-- start of RAW DATA --

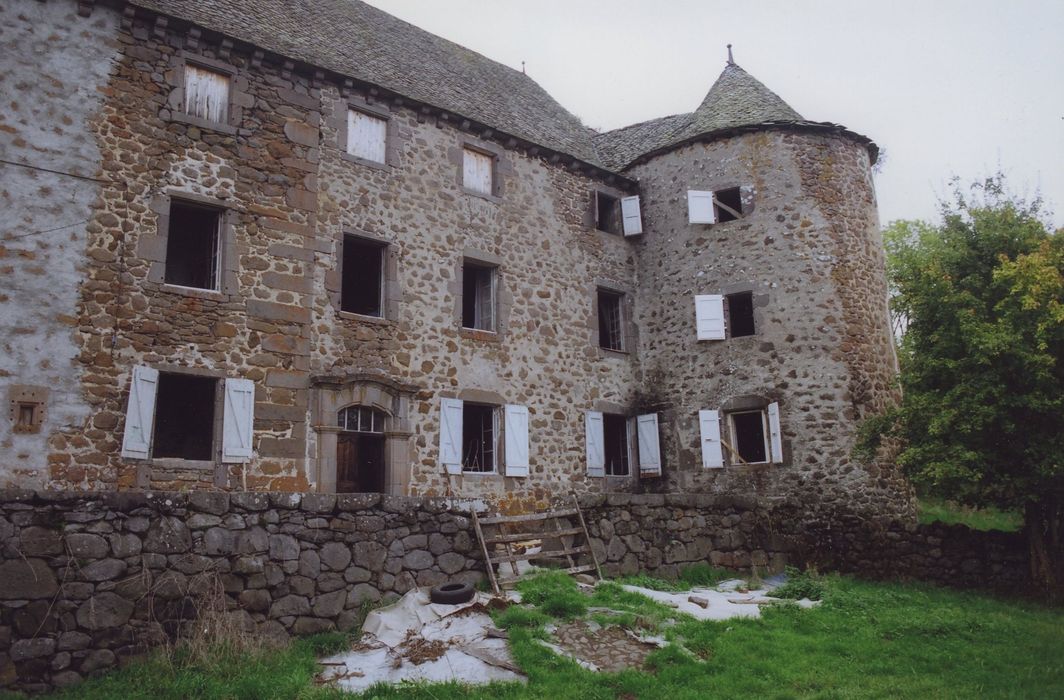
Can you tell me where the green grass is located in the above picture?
[917,497,1024,532]
[29,573,1064,700]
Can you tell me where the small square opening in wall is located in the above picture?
[152,372,218,461]
[598,289,625,351]
[462,262,495,331]
[185,64,229,123]
[595,193,620,234]
[725,291,754,338]
[728,411,768,464]
[713,187,743,222]
[602,413,630,477]
[164,199,221,289]
[462,401,498,472]
[340,236,385,317]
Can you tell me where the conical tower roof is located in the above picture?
[595,52,879,171]
[684,62,803,134]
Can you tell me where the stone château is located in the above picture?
[0,0,909,521]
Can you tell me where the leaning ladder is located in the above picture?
[472,494,602,596]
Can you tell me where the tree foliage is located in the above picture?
[862,176,1064,587]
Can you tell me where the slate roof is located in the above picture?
[595,63,879,172]
[133,0,602,166]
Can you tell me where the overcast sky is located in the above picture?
[369,0,1064,227]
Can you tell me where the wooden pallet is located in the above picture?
[472,494,602,596]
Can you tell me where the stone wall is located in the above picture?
[0,490,1028,690]
[631,131,913,519]
[0,491,483,690]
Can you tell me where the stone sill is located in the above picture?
[339,150,395,172]
[459,328,502,343]
[169,112,238,136]
[160,282,230,301]
[462,187,502,204]
[336,311,396,326]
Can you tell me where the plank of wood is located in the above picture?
[480,509,577,524]
[492,545,591,564]
[484,528,584,545]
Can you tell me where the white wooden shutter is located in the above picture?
[185,64,229,123]
[462,148,494,195]
[121,365,159,460]
[698,411,725,469]
[347,110,388,163]
[221,379,255,462]
[503,404,529,477]
[635,413,662,476]
[687,189,717,223]
[620,195,643,236]
[439,399,462,474]
[768,402,783,464]
[584,411,605,477]
[695,294,725,340]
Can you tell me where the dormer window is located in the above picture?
[185,63,229,124]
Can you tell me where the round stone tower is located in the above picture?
[604,62,912,518]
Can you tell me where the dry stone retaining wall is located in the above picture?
[0,490,1027,690]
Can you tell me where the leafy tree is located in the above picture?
[859,174,1064,595]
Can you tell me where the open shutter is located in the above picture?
[687,189,717,223]
[698,411,725,469]
[122,365,159,460]
[635,413,662,477]
[221,379,255,463]
[620,195,643,236]
[503,404,529,477]
[768,402,783,464]
[584,411,605,477]
[695,294,725,340]
[439,399,462,474]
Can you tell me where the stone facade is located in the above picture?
[0,0,912,517]
[0,490,1028,690]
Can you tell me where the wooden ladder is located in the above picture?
[472,494,602,596]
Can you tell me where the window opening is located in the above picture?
[152,372,218,461]
[163,200,221,289]
[185,64,229,123]
[595,193,620,233]
[339,236,385,317]
[729,411,768,464]
[462,148,495,195]
[462,263,495,331]
[725,291,754,338]
[602,414,629,477]
[347,110,388,163]
[713,187,743,222]
[336,406,385,433]
[462,401,497,471]
[598,289,625,350]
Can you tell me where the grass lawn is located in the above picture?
[20,573,1064,700]
[917,497,1024,532]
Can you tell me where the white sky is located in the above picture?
[368,0,1064,227]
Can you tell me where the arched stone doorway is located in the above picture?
[312,373,416,496]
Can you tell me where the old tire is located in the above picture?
[429,583,477,605]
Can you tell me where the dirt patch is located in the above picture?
[554,620,658,671]
[392,630,447,668]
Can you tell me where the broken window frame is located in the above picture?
[595,287,627,352]
[162,197,227,291]
[460,401,502,474]
[725,409,772,465]
[339,233,388,318]
[724,291,758,338]
[459,257,499,333]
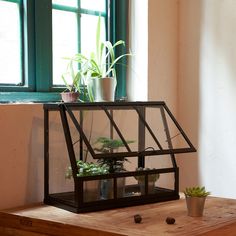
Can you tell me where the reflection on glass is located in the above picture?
[52,10,78,85]
[80,0,106,12]
[0,1,21,84]
[81,14,105,56]
[52,0,78,7]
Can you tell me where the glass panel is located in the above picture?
[0,1,22,84]
[52,0,78,7]
[53,10,78,85]
[81,14,105,56]
[80,0,106,12]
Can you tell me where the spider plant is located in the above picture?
[73,16,131,101]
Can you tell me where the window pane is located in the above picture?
[52,0,78,7]
[0,1,22,84]
[80,0,106,12]
[81,14,105,56]
[53,10,78,85]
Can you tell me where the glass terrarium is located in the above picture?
[44,102,196,212]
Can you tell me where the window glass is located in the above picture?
[80,0,106,12]
[52,0,106,86]
[52,10,78,85]
[52,0,78,7]
[81,14,105,56]
[0,1,22,84]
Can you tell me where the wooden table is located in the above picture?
[0,197,236,236]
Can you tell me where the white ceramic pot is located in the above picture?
[61,92,79,102]
[88,77,116,102]
[185,196,206,217]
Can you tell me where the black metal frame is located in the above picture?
[44,102,196,213]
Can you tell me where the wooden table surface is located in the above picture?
[0,197,236,236]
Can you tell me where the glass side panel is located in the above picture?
[80,0,106,12]
[52,0,78,7]
[52,9,78,85]
[0,1,22,84]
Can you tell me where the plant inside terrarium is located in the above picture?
[94,137,134,173]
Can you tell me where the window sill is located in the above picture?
[0,92,61,103]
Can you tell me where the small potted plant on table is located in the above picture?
[184,186,210,216]
[61,58,81,102]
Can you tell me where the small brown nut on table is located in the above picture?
[134,214,142,224]
[166,217,175,225]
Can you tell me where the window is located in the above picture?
[0,0,23,85]
[0,0,128,101]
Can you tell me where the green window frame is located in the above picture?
[0,0,128,102]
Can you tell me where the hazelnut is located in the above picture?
[166,217,175,225]
[134,214,142,224]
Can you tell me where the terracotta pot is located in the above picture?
[61,92,79,102]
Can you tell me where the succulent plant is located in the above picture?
[134,167,160,182]
[184,186,210,197]
[65,160,109,179]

-- end of RAW DATA --

EXERCISE AIM:
Rewrite everything above, from the line containing "Can you tell me where the round" down to the line containing "[429,583,477,605]", with both of those lines included. Keep each request line as it stands, and scale every bounding-box coordinate by 1.1, rounding to the nearest whole number with halves going up.

SOLUTION:
Can you tell me where the round stone tower is located in the above picture?
[664,68,1003,570]
Can you tell me where the dry stone retaining wall is located in the above picture?
[0,539,1130,759]
Can you tell me where the leafy tree is located in the above picture?
[945,191,1170,655]
Can you tell me where the open shutter is located in the above picture?
[756,208,789,245]
[768,452,798,516]
[134,402,175,506]
[699,454,728,525]
[243,417,281,509]
[682,215,707,260]
[553,444,582,525]
[845,442,861,510]
[642,452,666,525]
[765,323,798,374]
[483,439,508,521]
Can you tell me where the stone facade is located in the above picture?
[0,0,1003,569]
[0,539,1131,759]
Can you tell me where the wooden ladder is located in the above picture?
[519,543,662,656]
Can you tell me where the window opening is located in the above picture?
[167,409,240,507]
[179,220,243,318]
[204,70,252,135]
[655,212,682,256]
[373,260,424,349]
[802,452,845,510]
[508,163,545,215]
[508,289,545,364]
[798,320,829,372]
[662,455,692,525]
[382,121,427,179]
[784,206,817,244]
[370,447,424,476]
[508,441,547,518]
[658,318,688,385]
Can you tell me where the grass lawn is located in the above picture?
[22,630,1170,770]
[1009,547,1126,585]
Can you tell me where the white sky is located in the above picture?
[405,0,1170,250]
Can you tell me where the arched stone doorway is located in the above picture?
[343,410,458,546]
Can you tell me where the old tire is located in the above picture?
[472,641,525,666]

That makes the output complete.